Natural language region descriptions
* * *

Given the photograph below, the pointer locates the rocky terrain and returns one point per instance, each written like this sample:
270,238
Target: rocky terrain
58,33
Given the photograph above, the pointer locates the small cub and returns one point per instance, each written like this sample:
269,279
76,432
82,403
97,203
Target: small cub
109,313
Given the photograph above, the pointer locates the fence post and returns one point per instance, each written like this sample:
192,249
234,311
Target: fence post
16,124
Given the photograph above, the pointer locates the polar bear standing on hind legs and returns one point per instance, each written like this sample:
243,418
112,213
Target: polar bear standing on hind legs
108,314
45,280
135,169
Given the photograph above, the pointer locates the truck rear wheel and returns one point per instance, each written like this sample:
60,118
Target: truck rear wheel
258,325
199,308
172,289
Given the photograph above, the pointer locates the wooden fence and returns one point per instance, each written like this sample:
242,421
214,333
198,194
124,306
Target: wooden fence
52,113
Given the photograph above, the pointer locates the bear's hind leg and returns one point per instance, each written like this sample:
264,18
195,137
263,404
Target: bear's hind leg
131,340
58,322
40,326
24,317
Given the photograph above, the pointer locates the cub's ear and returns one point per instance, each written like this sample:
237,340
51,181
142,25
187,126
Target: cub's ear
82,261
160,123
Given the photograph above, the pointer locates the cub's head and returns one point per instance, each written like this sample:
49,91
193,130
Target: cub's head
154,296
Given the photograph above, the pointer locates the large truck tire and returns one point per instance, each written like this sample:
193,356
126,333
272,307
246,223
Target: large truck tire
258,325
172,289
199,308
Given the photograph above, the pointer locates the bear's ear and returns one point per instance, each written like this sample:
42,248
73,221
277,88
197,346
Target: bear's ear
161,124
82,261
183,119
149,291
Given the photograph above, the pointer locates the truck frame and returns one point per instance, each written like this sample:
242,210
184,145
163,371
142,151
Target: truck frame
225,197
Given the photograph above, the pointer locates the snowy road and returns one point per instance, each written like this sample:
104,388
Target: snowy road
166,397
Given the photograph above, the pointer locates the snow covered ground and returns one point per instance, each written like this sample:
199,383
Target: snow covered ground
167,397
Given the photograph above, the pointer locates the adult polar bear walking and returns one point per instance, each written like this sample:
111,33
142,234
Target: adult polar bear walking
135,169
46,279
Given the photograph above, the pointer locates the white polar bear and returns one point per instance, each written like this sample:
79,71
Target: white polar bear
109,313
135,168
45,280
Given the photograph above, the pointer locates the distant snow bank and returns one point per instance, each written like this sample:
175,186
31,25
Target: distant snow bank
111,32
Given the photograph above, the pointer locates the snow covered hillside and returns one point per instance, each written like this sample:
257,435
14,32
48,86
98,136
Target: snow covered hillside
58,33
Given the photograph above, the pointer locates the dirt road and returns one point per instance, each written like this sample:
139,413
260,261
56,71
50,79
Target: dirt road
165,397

* * *

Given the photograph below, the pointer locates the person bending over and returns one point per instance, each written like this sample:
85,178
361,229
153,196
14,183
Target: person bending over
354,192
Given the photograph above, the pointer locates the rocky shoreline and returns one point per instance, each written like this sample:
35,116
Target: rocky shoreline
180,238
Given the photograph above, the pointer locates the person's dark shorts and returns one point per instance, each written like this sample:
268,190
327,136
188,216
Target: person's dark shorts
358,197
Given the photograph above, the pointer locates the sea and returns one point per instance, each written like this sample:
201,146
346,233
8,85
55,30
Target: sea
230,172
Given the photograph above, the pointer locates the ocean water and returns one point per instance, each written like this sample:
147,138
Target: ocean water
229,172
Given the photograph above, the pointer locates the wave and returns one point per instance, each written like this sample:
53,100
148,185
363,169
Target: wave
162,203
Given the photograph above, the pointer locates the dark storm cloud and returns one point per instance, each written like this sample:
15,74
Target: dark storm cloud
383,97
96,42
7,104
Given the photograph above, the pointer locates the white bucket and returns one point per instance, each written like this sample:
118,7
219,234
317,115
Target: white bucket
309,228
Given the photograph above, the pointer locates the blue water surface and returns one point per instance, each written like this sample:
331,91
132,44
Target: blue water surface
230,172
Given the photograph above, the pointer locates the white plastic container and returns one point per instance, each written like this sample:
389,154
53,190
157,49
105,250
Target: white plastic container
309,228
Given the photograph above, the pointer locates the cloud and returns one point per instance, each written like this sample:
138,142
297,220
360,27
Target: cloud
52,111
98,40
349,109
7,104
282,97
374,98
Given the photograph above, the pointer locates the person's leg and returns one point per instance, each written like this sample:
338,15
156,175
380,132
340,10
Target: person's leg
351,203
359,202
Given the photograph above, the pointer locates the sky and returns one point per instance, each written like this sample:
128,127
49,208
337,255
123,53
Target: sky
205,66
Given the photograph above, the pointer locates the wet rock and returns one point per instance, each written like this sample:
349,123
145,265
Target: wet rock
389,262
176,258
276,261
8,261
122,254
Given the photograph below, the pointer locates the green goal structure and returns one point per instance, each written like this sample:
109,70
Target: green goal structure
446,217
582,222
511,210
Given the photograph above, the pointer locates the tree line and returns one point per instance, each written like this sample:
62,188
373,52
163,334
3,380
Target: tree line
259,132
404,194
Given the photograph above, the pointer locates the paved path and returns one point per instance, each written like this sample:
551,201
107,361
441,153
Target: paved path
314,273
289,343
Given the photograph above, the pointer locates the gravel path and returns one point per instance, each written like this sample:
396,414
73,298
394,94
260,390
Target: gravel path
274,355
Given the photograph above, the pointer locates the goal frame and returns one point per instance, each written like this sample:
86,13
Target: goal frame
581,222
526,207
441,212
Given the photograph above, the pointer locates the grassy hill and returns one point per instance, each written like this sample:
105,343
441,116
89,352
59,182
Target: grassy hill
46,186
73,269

* * *

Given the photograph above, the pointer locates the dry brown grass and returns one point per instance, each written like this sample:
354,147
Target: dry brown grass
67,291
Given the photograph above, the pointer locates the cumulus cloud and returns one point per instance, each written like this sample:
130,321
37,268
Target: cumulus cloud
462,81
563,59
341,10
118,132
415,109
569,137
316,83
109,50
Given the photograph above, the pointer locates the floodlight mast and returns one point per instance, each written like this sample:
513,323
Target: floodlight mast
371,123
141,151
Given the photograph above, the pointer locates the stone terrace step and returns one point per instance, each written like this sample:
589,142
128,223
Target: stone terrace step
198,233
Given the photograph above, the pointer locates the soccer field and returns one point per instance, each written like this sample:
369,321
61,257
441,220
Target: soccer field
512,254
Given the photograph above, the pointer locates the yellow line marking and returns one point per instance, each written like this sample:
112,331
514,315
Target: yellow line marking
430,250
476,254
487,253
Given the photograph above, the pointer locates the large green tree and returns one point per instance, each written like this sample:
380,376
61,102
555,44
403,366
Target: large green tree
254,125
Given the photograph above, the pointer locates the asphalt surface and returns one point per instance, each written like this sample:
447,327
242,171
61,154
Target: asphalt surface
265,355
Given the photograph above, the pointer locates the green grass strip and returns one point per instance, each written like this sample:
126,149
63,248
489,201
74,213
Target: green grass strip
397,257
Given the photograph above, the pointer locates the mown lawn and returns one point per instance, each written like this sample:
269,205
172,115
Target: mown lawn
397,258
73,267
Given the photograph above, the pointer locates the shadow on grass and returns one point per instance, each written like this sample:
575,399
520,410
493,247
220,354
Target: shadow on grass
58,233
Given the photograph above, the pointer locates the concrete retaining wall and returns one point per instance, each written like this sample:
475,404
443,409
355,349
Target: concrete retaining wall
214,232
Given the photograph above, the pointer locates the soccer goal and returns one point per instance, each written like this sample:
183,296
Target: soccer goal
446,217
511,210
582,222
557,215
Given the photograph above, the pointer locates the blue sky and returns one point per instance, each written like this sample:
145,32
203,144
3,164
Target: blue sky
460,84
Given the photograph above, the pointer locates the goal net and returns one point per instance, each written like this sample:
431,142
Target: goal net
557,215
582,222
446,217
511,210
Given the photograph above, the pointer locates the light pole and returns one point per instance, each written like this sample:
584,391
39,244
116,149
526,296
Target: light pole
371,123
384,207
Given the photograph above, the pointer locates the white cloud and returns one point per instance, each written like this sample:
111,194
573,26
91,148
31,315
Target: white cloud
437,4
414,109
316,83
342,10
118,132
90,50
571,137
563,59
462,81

* * *

Each line above with the word "below" needs to be copied.

● **Answer section**:
Given the photograph below, the pointer locates the rocky terrain and returns one point per instance, each written like this sample:
Given the photograph below, the pointer locates the person bending over and returns one point per instance, each written like this sample:
Given the photograph below, the pointer locates the green goal structure and returns one point per instance, each written like this sample:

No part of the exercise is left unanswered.